AVAILABLE DATA:

=-=-=-=-=

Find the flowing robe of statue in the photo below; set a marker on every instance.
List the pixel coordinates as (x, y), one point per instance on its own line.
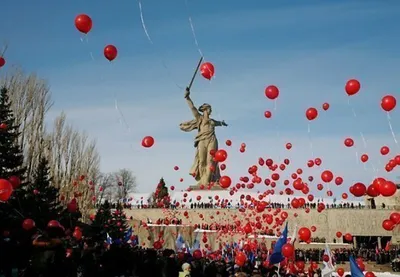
(204, 169)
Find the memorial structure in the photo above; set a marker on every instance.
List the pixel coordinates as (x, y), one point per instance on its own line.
(205, 170)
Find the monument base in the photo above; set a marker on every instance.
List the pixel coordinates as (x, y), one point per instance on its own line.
(215, 187)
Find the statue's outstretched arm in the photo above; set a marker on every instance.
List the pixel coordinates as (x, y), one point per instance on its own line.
(195, 112)
(219, 123)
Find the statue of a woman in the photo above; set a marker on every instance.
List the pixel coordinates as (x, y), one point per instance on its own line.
(204, 169)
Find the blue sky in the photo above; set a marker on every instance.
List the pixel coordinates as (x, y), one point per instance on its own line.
(309, 49)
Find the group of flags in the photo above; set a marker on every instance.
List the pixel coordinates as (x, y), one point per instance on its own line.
(228, 252)
(127, 238)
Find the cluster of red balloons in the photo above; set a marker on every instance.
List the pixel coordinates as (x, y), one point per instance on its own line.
(84, 24)
(379, 186)
(392, 163)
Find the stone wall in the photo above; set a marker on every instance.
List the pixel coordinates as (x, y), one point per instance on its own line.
(358, 222)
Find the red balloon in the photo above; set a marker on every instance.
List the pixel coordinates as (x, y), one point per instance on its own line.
(72, 206)
(207, 70)
(388, 225)
(225, 182)
(240, 259)
(15, 181)
(54, 224)
(197, 254)
(77, 234)
(325, 106)
(364, 158)
(28, 224)
(349, 142)
(287, 250)
(387, 189)
(6, 190)
(395, 218)
(352, 87)
(148, 141)
(110, 52)
(388, 103)
(304, 234)
(327, 176)
(2, 61)
(359, 189)
(369, 274)
(348, 237)
(83, 23)
(385, 150)
(338, 181)
(247, 228)
(271, 92)
(311, 113)
(373, 191)
(221, 155)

=-=-=-=-=

WHAT IS EXPECTED:
Transcribe all of the entries above word for word, omitting the pictures from your copy.

OUTPUT OF THE TASK:
Find the flowing robe of statue in the photo below; set a marker on every instance.
List the pixel coordinates as (x, y), one point per instance on its own line.
(204, 169)
Find the memorial structure in the photo above; set a marker on every instance.
List the pixel coordinates as (x, y), one point per instance on its own line.
(205, 170)
Find the monument base in the photo above; set a marker on every instance.
List the pixel coordinates as (x, y), one point per instance on its own line.
(215, 187)
Find the statue's outstretched arm in the photo above; set a marker on every instance.
List the pixel coordinates as (x, y), one point per instance on its own line.
(195, 112)
(219, 123)
Find the statue of a woman in the photo above; set a marker on every instance.
List the pixel coordinates as (x, y), one point per instance on its own line.
(204, 169)
Find the blue sky in the photo above; set a marker on every instance.
List the pixel coordinates as (x, y), one point per instance on its own line.
(309, 49)
Find the group of flags in the photo above; set a marker on every instance.
List the pixel coordinates as (x, y), one point per instance on its own line.
(228, 252)
(127, 238)
Find the cluster of red balloons in the photo above; set a marker on every instance.
List the pixel coordinates as (x, y), one point per instance on its own line.
(84, 24)
(379, 186)
(392, 163)
Find the stone wall in the photo above; set a marker on every instance.
List the pixel coordinates as (x, y), one point per instance on its own line.
(358, 222)
Find the red balloon in the photo above; set a marker on every instance.
List the pixel coordinates as (x, y), one point per instance on its own line.
(72, 206)
(207, 70)
(388, 225)
(225, 182)
(240, 259)
(15, 181)
(54, 224)
(197, 254)
(77, 234)
(325, 106)
(364, 158)
(28, 224)
(349, 142)
(287, 250)
(387, 189)
(6, 190)
(395, 218)
(352, 87)
(148, 141)
(110, 52)
(388, 103)
(304, 234)
(327, 176)
(2, 61)
(359, 189)
(369, 274)
(348, 237)
(83, 23)
(385, 150)
(338, 181)
(247, 228)
(271, 92)
(311, 113)
(373, 191)
(221, 155)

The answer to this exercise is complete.